Records to use -
■ ■ ■ ■ ■
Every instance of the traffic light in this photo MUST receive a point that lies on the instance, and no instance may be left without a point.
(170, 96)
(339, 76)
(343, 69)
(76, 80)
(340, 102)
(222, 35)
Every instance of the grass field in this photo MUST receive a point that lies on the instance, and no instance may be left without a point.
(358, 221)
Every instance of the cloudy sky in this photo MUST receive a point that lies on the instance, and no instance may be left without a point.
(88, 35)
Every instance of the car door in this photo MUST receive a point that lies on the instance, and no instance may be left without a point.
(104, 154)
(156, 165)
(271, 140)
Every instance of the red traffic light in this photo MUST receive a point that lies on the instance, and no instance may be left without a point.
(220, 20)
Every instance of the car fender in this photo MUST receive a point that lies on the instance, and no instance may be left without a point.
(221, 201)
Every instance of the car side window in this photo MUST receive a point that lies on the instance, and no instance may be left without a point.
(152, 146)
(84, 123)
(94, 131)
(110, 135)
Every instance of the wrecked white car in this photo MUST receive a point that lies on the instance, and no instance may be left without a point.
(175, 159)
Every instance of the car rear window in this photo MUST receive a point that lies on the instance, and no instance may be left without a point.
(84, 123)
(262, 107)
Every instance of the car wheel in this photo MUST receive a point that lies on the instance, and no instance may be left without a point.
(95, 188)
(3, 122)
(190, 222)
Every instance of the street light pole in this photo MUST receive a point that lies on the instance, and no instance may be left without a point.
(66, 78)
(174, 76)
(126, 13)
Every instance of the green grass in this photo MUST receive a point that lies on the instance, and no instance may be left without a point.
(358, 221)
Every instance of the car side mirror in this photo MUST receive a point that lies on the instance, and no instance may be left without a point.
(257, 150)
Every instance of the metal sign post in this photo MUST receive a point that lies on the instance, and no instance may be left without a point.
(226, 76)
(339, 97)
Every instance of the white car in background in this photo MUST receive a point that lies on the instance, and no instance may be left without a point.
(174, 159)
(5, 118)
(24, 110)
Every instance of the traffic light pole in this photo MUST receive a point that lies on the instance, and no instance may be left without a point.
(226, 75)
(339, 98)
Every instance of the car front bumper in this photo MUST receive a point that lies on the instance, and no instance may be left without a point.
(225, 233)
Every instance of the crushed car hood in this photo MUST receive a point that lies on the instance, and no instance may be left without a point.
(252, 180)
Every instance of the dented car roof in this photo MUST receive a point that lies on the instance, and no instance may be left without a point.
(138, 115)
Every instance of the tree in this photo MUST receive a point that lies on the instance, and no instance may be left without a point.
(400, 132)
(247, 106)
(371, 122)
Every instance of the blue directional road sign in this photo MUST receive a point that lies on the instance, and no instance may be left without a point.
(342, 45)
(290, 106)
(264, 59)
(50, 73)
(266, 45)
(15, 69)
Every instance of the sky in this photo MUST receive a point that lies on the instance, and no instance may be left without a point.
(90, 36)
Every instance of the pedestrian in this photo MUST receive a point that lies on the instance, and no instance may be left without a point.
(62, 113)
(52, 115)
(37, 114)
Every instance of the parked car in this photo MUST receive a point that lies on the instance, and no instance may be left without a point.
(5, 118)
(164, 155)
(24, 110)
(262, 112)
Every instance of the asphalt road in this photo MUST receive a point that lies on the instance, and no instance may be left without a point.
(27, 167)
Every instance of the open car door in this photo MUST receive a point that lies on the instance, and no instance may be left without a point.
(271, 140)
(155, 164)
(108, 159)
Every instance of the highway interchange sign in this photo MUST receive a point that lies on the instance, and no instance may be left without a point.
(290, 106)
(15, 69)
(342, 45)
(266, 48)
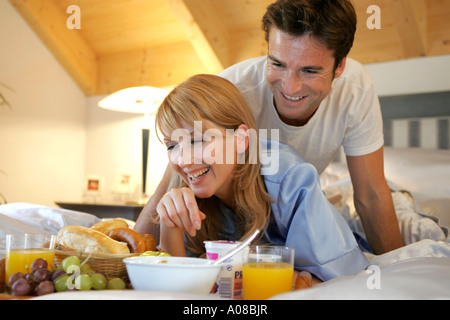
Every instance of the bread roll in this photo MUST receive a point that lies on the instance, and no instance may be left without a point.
(108, 225)
(89, 240)
(134, 240)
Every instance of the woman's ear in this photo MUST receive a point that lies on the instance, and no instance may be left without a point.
(242, 138)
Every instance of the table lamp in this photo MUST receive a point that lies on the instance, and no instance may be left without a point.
(145, 100)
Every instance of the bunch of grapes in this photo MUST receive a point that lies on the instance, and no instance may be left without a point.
(71, 275)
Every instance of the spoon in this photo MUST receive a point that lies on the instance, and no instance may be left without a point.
(235, 250)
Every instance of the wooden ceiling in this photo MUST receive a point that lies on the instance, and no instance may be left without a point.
(124, 43)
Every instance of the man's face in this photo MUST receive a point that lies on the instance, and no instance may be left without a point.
(299, 74)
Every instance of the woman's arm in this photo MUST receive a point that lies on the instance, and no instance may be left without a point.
(172, 241)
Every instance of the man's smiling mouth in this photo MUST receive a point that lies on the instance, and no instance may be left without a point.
(293, 98)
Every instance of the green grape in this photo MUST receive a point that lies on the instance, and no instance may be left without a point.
(70, 261)
(116, 284)
(99, 281)
(83, 282)
(61, 283)
(85, 269)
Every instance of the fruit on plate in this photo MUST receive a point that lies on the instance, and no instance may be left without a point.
(71, 275)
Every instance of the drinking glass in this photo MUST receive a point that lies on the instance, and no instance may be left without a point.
(268, 271)
(23, 249)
■ ■ ■ ■ ■
Exercise directions - Having found the line that contains "Every instance of the fruit", set down that line and all the rest through the end of the records, exactly.

Result of the task -
Every instance of the fruit on plate in this photo MUST receive a point that lies on the instance, and no instance may be left without a point.
(71, 275)
Every instance of the drinking glass in this photo MUST receive a point that lies on the instance, and no instance may be left without a point.
(268, 271)
(23, 249)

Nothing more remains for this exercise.